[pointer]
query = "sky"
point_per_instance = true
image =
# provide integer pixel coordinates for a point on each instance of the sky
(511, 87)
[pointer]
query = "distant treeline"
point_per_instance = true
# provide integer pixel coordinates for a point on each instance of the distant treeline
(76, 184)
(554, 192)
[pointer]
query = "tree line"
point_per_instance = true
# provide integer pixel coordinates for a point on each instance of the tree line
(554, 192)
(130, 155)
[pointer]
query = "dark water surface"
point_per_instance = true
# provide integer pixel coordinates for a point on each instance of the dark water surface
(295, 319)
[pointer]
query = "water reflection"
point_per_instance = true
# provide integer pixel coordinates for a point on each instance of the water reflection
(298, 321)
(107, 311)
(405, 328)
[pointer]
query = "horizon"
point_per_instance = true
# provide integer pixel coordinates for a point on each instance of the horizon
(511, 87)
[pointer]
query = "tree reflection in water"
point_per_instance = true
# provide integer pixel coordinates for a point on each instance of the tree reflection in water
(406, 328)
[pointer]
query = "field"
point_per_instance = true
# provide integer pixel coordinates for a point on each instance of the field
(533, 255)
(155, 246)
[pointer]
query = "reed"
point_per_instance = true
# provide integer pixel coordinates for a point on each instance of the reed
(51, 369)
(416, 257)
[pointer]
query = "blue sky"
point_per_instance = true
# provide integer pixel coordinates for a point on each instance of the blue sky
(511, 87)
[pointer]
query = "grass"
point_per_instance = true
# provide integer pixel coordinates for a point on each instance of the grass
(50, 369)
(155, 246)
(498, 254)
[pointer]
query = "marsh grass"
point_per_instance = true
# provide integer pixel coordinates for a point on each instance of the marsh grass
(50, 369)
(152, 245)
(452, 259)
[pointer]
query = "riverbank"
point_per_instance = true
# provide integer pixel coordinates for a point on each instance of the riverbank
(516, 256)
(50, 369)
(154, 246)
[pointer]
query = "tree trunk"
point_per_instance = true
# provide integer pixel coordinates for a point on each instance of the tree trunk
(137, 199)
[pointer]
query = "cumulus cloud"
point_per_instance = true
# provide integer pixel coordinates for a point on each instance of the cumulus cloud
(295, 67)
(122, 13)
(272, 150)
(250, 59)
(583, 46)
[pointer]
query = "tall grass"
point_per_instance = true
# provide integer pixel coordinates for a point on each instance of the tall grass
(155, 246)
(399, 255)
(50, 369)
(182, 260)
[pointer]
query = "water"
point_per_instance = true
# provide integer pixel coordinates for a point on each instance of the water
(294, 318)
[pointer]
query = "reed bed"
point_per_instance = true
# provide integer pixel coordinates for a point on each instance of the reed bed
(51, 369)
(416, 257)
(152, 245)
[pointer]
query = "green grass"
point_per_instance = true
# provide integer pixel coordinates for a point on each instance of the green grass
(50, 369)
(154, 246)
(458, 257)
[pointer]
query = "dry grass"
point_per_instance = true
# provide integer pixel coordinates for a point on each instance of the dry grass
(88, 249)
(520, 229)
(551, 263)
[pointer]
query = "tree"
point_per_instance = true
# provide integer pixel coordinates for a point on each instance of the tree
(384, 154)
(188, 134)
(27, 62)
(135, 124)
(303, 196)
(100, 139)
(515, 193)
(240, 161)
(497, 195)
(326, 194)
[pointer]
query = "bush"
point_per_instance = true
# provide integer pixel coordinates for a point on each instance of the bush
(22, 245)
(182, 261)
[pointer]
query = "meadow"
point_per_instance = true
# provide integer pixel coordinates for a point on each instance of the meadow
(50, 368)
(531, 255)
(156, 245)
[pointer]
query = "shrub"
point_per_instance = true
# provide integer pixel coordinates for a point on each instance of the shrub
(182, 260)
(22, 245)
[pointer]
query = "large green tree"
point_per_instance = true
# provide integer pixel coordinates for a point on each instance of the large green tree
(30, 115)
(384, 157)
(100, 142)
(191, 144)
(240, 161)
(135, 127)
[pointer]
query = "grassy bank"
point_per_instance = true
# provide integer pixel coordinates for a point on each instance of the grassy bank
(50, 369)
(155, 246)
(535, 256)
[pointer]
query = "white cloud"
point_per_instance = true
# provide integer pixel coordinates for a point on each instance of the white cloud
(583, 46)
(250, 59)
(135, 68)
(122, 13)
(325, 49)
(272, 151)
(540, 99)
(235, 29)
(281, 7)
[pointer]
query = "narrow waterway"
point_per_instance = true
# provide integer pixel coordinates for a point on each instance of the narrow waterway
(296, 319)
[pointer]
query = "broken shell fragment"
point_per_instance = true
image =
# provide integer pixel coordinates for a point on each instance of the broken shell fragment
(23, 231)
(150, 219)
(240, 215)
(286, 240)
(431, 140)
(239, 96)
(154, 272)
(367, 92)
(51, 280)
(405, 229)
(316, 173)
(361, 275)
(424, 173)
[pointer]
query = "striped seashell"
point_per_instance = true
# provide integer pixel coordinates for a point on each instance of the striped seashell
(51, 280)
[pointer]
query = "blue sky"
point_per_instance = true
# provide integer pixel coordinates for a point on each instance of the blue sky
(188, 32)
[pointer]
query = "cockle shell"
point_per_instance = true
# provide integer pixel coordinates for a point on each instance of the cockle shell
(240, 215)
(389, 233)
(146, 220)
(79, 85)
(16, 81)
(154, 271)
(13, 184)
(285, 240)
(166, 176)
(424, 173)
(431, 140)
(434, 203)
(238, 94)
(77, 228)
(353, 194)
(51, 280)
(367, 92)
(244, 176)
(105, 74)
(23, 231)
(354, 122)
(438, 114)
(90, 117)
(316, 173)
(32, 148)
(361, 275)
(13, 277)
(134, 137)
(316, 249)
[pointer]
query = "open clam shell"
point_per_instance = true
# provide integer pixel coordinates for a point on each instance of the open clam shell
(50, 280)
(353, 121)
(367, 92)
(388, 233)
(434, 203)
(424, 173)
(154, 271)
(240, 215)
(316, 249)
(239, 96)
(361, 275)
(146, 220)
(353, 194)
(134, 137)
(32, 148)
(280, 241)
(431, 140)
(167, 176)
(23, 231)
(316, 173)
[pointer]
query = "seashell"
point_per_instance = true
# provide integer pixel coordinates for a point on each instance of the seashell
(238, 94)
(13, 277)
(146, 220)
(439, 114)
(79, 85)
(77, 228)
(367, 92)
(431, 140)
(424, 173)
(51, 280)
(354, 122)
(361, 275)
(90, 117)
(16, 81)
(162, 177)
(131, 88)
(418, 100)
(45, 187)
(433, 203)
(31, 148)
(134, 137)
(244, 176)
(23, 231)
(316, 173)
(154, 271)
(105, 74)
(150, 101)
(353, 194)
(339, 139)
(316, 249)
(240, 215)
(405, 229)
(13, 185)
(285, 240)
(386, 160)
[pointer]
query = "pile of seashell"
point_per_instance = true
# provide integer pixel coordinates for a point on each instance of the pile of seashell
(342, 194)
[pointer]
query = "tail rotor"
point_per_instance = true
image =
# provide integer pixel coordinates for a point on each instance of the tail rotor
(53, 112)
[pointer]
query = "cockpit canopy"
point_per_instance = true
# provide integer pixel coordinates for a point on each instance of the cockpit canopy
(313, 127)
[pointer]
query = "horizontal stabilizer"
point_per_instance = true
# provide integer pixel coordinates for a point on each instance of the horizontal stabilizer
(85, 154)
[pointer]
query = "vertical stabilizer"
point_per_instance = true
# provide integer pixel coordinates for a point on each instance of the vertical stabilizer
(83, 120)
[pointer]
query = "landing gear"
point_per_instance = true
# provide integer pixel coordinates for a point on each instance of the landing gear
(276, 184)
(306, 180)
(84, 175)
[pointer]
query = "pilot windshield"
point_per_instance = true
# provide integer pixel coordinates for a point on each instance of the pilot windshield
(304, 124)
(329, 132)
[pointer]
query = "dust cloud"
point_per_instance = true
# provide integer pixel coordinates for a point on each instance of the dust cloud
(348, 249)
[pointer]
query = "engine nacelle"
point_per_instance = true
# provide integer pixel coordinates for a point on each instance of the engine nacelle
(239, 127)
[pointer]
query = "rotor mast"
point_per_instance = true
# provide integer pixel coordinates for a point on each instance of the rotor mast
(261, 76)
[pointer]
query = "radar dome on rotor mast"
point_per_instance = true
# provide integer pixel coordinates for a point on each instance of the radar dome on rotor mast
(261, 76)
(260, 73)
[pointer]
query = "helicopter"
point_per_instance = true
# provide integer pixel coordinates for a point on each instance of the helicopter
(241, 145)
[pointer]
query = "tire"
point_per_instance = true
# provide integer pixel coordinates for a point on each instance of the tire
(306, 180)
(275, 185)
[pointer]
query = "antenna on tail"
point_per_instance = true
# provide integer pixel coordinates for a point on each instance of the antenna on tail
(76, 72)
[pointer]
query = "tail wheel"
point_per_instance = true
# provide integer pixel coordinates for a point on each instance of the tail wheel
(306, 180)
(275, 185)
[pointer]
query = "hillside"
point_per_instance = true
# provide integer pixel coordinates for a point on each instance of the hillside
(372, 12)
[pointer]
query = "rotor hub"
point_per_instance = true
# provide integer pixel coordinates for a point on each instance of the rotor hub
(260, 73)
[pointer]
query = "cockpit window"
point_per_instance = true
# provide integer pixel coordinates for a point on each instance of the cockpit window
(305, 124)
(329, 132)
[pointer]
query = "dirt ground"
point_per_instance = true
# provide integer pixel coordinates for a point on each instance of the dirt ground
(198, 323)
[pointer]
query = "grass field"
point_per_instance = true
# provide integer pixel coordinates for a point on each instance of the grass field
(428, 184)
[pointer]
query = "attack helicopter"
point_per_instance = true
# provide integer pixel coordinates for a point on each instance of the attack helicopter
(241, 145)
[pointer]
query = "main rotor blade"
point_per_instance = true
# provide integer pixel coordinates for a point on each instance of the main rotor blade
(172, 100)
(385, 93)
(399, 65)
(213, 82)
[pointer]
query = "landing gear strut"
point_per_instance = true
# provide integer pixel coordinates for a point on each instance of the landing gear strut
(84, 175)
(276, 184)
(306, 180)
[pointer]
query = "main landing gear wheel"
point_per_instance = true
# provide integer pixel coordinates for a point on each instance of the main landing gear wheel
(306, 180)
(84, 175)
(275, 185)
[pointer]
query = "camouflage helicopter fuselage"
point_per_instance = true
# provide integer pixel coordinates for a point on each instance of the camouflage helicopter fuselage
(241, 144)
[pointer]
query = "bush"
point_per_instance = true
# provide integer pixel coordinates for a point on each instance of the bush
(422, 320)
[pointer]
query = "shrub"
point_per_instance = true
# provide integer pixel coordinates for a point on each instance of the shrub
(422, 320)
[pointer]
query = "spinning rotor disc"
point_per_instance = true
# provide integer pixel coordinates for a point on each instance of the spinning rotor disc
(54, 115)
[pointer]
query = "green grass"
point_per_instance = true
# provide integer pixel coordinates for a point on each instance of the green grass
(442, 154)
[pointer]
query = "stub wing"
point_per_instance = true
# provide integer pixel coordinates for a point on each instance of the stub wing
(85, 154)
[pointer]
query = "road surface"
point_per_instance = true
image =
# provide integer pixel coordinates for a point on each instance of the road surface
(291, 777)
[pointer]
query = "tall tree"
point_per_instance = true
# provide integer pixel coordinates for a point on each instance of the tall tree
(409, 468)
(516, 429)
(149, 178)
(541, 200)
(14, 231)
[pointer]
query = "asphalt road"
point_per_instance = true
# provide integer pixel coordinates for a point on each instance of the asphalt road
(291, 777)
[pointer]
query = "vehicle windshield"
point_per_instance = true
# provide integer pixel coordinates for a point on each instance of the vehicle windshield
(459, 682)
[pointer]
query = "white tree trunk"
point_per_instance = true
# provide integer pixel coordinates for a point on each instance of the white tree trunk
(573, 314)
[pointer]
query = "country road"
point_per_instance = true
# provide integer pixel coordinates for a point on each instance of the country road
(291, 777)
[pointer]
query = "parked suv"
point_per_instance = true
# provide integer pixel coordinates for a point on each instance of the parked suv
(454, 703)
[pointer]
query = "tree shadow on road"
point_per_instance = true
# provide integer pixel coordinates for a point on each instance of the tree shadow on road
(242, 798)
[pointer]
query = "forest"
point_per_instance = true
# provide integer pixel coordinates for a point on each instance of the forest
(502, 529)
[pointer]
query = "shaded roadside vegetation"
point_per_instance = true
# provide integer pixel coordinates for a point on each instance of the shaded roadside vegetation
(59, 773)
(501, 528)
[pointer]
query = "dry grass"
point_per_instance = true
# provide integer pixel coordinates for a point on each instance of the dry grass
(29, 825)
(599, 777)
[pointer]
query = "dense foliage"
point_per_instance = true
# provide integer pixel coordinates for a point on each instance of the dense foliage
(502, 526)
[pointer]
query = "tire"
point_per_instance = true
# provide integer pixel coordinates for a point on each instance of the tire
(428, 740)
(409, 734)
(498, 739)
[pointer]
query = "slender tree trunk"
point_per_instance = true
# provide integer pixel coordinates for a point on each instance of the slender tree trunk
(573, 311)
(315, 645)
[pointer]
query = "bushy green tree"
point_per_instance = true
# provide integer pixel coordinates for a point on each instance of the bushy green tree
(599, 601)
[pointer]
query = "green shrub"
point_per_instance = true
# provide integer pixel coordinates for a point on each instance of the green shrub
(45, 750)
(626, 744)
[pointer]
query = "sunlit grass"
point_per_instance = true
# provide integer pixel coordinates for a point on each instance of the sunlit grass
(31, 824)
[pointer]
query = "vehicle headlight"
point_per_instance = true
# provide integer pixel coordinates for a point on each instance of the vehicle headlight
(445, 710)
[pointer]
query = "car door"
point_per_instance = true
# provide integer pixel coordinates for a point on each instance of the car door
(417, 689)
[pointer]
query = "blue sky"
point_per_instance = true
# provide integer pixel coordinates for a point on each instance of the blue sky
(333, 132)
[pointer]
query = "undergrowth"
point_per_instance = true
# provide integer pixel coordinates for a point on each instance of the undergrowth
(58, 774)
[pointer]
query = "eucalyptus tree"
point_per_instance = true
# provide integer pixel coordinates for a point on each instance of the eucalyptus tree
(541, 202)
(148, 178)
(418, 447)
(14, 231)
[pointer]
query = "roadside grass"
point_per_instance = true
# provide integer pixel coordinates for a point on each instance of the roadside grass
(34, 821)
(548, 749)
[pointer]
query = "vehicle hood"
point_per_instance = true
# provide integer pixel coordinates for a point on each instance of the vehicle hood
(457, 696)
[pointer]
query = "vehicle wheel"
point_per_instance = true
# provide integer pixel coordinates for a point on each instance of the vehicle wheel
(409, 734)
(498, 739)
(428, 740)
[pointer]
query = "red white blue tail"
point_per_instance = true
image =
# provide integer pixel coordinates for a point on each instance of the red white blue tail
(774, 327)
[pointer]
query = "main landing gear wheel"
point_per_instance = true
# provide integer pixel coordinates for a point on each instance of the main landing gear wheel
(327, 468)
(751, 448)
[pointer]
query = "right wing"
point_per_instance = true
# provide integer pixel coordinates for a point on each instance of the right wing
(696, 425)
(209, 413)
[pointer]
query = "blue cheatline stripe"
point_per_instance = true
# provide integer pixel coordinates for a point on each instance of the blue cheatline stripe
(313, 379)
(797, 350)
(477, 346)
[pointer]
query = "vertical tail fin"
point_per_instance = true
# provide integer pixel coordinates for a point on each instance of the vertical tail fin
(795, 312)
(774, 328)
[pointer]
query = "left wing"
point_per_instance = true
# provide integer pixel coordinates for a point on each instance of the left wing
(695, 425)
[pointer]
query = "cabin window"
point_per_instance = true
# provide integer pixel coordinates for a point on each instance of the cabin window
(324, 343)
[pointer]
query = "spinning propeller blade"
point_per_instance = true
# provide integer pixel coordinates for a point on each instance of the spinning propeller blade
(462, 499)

***

◆ **Exercise requirements**
From the items above, extract each line that contains the word "slender".

◆ **Written answer**
query = "slender tree trunk"
# provide integer pixel coordinates for a point on each instance of the slender tree trunk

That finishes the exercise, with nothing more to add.